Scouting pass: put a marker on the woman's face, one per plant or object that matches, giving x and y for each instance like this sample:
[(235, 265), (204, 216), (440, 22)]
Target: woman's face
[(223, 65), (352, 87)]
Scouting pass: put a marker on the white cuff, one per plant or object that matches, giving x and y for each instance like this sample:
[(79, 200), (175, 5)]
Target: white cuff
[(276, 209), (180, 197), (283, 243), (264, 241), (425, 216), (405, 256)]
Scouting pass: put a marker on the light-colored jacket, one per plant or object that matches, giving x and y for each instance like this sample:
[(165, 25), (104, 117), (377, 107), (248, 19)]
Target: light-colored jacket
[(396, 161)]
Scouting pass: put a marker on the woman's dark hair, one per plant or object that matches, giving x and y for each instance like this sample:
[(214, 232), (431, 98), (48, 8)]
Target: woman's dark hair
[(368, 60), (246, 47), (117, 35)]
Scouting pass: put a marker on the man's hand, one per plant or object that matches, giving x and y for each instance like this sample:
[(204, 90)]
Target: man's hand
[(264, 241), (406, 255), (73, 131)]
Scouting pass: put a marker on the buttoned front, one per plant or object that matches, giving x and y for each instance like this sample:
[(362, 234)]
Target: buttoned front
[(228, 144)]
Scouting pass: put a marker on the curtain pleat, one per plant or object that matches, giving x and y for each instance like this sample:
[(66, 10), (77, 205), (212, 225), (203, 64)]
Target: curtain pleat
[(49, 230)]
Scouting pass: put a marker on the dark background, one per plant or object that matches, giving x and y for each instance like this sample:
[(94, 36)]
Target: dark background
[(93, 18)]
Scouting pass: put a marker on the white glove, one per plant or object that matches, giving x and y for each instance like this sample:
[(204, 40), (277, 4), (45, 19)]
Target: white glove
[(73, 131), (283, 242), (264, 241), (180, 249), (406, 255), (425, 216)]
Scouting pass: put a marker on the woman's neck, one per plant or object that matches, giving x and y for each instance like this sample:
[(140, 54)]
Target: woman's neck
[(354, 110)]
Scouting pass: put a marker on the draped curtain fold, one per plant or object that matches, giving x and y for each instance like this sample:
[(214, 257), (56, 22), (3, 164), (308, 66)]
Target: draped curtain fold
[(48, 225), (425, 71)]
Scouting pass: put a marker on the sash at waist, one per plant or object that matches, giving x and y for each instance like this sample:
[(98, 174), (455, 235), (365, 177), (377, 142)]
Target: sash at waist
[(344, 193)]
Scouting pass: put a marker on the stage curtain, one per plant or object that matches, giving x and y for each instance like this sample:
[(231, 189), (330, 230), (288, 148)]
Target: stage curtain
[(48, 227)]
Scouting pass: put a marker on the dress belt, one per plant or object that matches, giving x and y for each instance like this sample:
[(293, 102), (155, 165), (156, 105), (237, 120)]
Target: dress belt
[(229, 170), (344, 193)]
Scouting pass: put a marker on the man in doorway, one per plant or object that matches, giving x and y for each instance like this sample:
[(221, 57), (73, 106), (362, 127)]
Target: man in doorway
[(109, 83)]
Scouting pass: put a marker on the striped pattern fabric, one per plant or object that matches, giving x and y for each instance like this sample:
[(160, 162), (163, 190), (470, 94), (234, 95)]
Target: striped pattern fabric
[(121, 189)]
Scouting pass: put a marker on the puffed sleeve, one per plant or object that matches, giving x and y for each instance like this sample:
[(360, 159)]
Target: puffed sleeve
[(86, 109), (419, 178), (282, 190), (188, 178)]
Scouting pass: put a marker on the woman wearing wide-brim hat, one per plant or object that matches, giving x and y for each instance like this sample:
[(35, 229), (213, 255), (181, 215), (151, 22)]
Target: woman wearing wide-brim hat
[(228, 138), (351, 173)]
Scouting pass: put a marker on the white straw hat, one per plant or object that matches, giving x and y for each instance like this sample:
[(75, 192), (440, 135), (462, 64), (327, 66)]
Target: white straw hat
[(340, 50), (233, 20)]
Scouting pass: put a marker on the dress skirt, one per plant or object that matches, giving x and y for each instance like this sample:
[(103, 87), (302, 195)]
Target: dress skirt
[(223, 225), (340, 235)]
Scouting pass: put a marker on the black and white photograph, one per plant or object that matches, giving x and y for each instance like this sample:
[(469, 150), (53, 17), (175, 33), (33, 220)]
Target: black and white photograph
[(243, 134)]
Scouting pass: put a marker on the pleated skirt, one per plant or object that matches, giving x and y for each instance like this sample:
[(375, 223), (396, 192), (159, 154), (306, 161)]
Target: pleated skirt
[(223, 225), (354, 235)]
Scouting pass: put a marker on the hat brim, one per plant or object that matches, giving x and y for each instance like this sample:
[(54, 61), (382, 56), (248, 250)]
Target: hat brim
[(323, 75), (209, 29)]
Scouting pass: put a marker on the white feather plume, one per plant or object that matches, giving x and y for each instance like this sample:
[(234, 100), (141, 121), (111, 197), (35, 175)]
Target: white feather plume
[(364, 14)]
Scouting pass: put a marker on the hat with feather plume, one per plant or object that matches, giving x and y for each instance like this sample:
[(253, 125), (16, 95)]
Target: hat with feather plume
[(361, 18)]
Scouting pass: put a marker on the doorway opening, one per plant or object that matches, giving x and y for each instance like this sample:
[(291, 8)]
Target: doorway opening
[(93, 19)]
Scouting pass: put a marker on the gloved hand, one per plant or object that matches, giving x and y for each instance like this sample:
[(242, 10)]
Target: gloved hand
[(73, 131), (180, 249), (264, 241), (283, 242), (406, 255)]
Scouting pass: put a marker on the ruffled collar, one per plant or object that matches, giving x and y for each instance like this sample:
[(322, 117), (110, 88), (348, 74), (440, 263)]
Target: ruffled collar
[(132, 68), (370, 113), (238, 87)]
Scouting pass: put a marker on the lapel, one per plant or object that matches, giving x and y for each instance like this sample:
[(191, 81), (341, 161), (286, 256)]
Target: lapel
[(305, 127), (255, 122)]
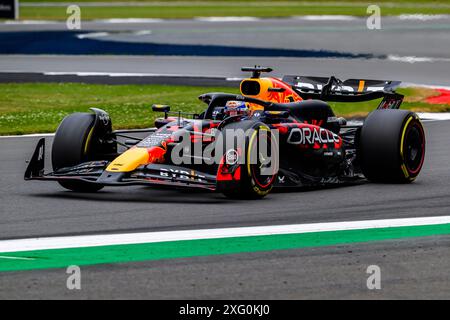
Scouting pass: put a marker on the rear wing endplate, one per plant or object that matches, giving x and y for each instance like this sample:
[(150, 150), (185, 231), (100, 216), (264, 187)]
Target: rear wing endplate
[(351, 90)]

****************

▶ [Problem details]: In the listing above, find the line containing "Scouting pass: put a marker on the woman's dark" and the line containing "[(214, 257), (56, 22), (3, 164), (308, 66)]". Output them and every line between, exactly, and nothing else.

▶ [Solution]:
Scouting pass: put a marker on the woman's dark hair, one per plant or object that matches, giving x and y for each instance like this sample:
[(214, 232), (431, 98), (48, 8)]
Target: woman's dark hair
[(368, 60), (246, 47), (117, 35)]
Scouting pass: put a marker on the man's hand, one per plant or object that matches, giving x and y for each instance like this sample:
[(204, 90)]
Target: man's hand
[(264, 241), (406, 255), (73, 131)]
Scouting pass: put a marker on the buttoned front, one per plant or object that matches, giving x and y for each instance like this sample:
[(362, 234)]
Target: buttoned front
[(228, 144)]
Scouting pass: put a marker on the curtain pleat, one per plant or object that matches, giving x and y for each instance like this sample:
[(66, 10), (77, 205), (212, 225), (203, 64)]
Target: curtain pleat
[(49, 230)]
Scouting pass: put a marker on the dark background, one per plant or object that matches, giving x and y for each instance like this sample:
[(94, 36)]
Target: dark background
[(93, 18)]
Scouting pass: put a marker on the white glove, one per plant or object that matches, giving x and y for each instance like this sample:
[(204, 40), (277, 4), (45, 19)]
Target: white glove
[(73, 131), (283, 242), (264, 241), (180, 249), (406, 255), (425, 216)]
Scouting pass: put a marker on the woman's neck, one per plant or object that matches, giving x and y for each instance like this sample:
[(140, 54)]
Target: woman's neck
[(354, 110)]
Scouting pass: put a marker on the draped curtain fold, one per plant or object that matches, giving x and y for each instance like this sample:
[(214, 257), (56, 22), (3, 164), (308, 66)]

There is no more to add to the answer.